GESTELLTE AUFGABE A:
Gib den Teil der Einträge wieder, der mit der Zeile beginnt, die „[locate] forest floor“ enthält, und mit dem Ende der Einträge schließt, beide Enden eingeschlossen und jede Zeile vollständig. Multipliziere dabei jede x- und y-Koordinate der Punktangaben mit 0,8 und runde auf ganze Zahlen, wobei Hälften aufgerundet werden.

VORLIEGENDER TEXT:
Biobasierte Kunststoffe: neue Lösung für das globale Plastikproblem
Anne Lamp, Doktorandin an der TUHH, entwickelt ein neues Verfahren – mit weitreichenden Folgen
Angesichts des Klimawandels besteht dringender Handlungsbedarf: Ohne nachhaltige Veränderungen, die unseren Alltag umfassend durchdringen, steuert die globale Gesellschaft auf eine verheerende Krise zu.
Einer der Faktoren, die unserer Umwelt maßgeblich schaden, ist der seit 1950 unentwegt produzierte Kunststoff in unterschiedlicher Machart – 85% der weltweit produzierten Kunststoffe liegen weiterhin auf Deponien oder verschmutzen zunehmend den Ozean.
Das empfindliche Ökosystem, das in den Tiefen der Meere beheimatet ist, ist bereits jetzt durch fünf Milliarden Tonnen unseres Plastikmülls belastet, der nicht abbaubar ist. Insbesondere Einwegprodukte, die selbst in Ländern mit einem funktionierenden Recyclingsystem für Verpackungen nicht wiederaufbereitet werden können, bedrohen unsere Umwelt und beschleunigen den Klimawandel. Aus diesem Grund werden in der EU ab 2021 sogenannte single-use plastics verboten.

VORLIEGENDE EINTRÄGE:
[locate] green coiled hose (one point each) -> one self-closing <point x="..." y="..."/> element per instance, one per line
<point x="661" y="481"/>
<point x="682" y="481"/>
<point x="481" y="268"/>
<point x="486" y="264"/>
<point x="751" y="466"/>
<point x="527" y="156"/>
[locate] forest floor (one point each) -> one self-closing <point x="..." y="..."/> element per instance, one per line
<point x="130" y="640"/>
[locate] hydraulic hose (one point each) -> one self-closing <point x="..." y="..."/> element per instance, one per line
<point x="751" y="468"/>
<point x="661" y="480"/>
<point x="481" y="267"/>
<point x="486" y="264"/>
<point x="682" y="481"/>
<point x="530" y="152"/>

GESTELLTE AUFGABE B:
Ersetze im Teil des Textes über biobasierte Kunststoffe, der mit den Worten „Das empfindliche Ökosystem, das“ beginnt und mit „single-use plastics verboten.“ endet, „Plastikmülls“ durch „Kunststoffmülls“ und gib diesen Teil wieder.

VOLLSTÄNDIGE ANTWORT A:
[locate] forest floor (one point each) -> one self-closing <point x="..." y="..."/> element per instance, one per line
<point x="104" y="512"/>
[locate] hydraulic hose (one point each) -> one self-closing <point x="..." y="..."/> element per instance, one per line
<point x="601" y="374"/>
<point x="529" y="384"/>
<point x="385" y="214"/>
<point x="389" y="211"/>
<point x="546" y="385"/>
<point x="424" y="122"/>

VOLLSTÄNDIGE ANTWORT B:
Das empfindliche Ökosystem, das in den Tiefen der Meere beheimatet ist, ist bereits jetzt durch fünf Milliarden Tonnen unseres Kunststoffmülls belastet, der nicht abbaubar ist. Insbesondere Einwegprodukte, die selbst in Ländern mit einem funktionierenden Recyclingsystem für Verpackungen nicht wiederaufbereitet werden können, bedrohen unsere Umwelt und beschleunigen den Klimawandel. Aus diesem Grund werden in der EU ab 2021 sogenannte single-use plastics verboten.